>> Begin

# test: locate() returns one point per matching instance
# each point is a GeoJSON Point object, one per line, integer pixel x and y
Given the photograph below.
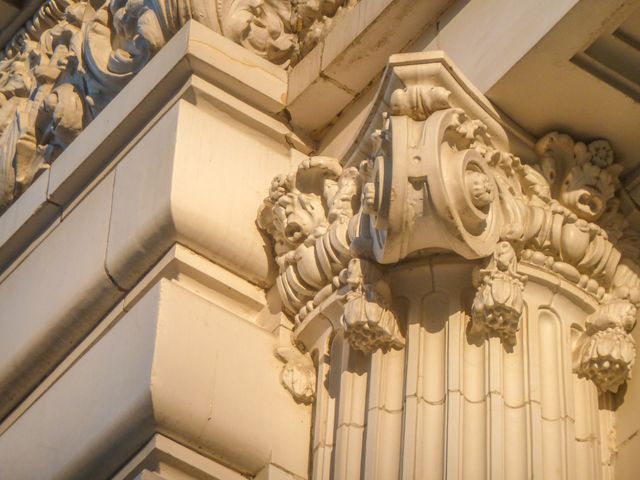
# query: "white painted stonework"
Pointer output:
{"type": "Point", "coordinates": [281, 239]}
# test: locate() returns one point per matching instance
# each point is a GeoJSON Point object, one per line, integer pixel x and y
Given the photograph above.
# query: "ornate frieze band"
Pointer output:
{"type": "Point", "coordinates": [73, 57]}
{"type": "Point", "coordinates": [435, 180]}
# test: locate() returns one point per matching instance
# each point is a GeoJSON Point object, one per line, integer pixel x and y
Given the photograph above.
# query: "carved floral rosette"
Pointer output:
{"type": "Point", "coordinates": [434, 179]}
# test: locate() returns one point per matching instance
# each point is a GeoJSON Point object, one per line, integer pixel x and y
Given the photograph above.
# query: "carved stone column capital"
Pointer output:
{"type": "Point", "coordinates": [431, 175]}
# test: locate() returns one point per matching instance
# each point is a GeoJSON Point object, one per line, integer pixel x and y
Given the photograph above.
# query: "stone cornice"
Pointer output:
{"type": "Point", "coordinates": [72, 58]}
{"type": "Point", "coordinates": [436, 177]}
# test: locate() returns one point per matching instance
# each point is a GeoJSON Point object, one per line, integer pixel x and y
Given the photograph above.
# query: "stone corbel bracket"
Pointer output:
{"type": "Point", "coordinates": [430, 173]}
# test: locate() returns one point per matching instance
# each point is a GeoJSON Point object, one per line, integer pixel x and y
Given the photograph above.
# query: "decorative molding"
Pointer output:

>> End

Please return all of the data above line for line, unchanged, but leave out the pictures.

| The output |
# test: locate() returns one point per matching instance
# each point is a GeoJSON Point object, one per line, integer pixel x and y
Given the photograph below.
# query: "white painted stonework"
Pointer output:
{"type": "Point", "coordinates": [281, 239]}
# test: locate() returns one point per matching instance
# each point is a GeoJSON Point object, one per line, integer pixel x and y
Given the photograph above.
# query: "ornate frieze band"
Pointer output:
{"type": "Point", "coordinates": [73, 57]}
{"type": "Point", "coordinates": [435, 180]}
# test: locate() returns one point per matching instance
# each point is a GeoJSON Point object, one per line, integer pixel x and y
Given the photograph above.
# query: "carved floral rosette"
Pointer output:
{"type": "Point", "coordinates": [434, 179]}
# test: locate() returns one point per matching instance
# each point is a GeoJSON Point object, one per line, integer pixel x and y
Given the photograph above.
# query: "carved stone column capital"
Pointer output:
{"type": "Point", "coordinates": [431, 175]}
# test: locate() returns one point per matching instance
# each point is a GeoJSON Point object, one per line, integer pixel x and y
Given the photograph above.
# query: "stone cornice"
Pointer output:
{"type": "Point", "coordinates": [72, 58]}
{"type": "Point", "coordinates": [436, 177]}
# test: locate() returns one point per matching instance
# each point is a GeoJSON Point object, one per line, integer pixel x and y
Given the photograph above.
# query: "stone corbel bracket"
Pointer output:
{"type": "Point", "coordinates": [430, 173]}
# test: locate() returns one point per matching instance
# each point is a GeoJSON Point object, one per line, integer pixel x and y
Given the photograph above.
# query: "decorative molding"
Pointer output:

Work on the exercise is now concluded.